Every line from the line containing "434L400 453L18 449L30" through the final line of the data is to be printed exactly; no other line is to appear.

**MATERIAL TO PROCESS**
------------
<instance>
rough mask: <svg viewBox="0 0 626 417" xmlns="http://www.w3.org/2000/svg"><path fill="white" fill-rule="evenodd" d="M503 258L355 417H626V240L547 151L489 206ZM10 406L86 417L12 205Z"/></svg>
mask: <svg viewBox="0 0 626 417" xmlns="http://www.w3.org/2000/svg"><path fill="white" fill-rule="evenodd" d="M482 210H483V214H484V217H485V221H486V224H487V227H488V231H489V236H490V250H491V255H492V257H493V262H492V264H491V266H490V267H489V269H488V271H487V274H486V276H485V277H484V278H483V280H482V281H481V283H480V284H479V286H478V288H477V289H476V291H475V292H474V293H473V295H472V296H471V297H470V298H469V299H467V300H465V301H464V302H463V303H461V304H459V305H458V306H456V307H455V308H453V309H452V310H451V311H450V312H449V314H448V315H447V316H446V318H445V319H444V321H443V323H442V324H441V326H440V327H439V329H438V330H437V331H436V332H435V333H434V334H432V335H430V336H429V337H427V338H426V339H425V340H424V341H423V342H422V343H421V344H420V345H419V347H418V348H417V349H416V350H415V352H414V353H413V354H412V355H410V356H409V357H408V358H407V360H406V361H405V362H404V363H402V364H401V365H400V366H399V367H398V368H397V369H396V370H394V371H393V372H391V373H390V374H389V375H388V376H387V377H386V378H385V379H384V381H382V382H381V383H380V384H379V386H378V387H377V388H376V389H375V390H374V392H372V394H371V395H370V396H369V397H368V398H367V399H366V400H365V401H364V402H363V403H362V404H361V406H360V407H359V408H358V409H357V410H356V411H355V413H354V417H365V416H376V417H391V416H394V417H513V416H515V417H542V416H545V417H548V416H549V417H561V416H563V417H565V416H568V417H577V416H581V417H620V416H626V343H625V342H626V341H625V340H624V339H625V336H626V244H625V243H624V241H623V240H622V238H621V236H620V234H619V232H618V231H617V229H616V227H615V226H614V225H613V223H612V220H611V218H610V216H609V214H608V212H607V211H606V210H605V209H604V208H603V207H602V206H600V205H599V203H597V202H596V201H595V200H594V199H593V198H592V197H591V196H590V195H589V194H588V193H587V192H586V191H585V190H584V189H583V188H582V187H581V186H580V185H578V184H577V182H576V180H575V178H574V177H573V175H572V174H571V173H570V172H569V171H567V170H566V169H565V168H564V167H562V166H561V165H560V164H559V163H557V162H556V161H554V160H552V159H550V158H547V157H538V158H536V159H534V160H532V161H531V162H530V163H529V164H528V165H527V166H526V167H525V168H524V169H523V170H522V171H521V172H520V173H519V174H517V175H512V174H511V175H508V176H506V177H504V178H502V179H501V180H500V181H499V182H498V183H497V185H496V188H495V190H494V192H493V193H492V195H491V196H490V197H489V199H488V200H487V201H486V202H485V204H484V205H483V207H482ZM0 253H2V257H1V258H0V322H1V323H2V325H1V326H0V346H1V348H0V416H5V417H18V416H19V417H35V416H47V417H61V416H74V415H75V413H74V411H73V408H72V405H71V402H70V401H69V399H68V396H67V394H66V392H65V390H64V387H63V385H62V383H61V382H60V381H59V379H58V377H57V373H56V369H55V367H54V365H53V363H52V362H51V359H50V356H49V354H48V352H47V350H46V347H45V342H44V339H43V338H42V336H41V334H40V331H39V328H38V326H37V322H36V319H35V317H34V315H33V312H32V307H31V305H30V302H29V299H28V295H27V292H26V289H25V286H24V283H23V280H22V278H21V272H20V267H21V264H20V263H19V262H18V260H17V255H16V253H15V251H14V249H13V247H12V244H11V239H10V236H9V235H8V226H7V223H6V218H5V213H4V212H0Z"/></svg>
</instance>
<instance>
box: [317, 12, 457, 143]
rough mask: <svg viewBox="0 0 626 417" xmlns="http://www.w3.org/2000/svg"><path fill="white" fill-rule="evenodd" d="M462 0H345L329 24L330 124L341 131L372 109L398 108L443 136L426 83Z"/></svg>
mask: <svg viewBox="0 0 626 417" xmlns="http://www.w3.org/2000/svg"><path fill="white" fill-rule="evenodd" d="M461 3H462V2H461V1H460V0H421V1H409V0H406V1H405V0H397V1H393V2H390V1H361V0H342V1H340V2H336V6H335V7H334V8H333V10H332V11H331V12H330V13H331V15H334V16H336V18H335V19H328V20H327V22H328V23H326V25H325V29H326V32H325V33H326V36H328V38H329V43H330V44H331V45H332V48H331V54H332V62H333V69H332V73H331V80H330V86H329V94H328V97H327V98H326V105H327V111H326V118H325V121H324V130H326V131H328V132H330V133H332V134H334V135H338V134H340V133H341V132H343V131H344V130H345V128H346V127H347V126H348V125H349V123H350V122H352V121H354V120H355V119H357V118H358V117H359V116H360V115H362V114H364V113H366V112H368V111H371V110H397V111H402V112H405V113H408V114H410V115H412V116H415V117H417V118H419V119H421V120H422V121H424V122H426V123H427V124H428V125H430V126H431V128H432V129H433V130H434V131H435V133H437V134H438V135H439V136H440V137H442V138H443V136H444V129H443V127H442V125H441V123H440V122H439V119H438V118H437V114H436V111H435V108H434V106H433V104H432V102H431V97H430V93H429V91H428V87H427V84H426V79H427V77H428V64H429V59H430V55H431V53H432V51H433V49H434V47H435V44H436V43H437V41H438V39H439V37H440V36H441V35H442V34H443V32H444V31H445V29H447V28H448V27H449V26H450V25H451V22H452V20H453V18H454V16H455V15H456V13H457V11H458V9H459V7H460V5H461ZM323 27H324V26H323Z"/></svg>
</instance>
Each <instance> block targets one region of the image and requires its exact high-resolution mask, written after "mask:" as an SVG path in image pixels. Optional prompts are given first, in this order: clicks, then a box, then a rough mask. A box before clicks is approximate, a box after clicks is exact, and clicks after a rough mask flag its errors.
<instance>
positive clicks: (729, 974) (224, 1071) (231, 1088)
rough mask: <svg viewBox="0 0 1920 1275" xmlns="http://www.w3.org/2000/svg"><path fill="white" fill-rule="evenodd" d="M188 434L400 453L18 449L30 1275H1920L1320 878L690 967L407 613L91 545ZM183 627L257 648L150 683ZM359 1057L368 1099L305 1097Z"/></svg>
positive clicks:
------------
**YOUR RESPONSE**
rough mask: <svg viewBox="0 0 1920 1275" xmlns="http://www.w3.org/2000/svg"><path fill="white" fill-rule="evenodd" d="M188 434L400 453L18 449L30 1275H1920L1320 878L690 967L407 613L91 545ZM183 627L257 648L150 683ZM359 1057L368 1099L305 1097Z"/></svg>
positive clicks:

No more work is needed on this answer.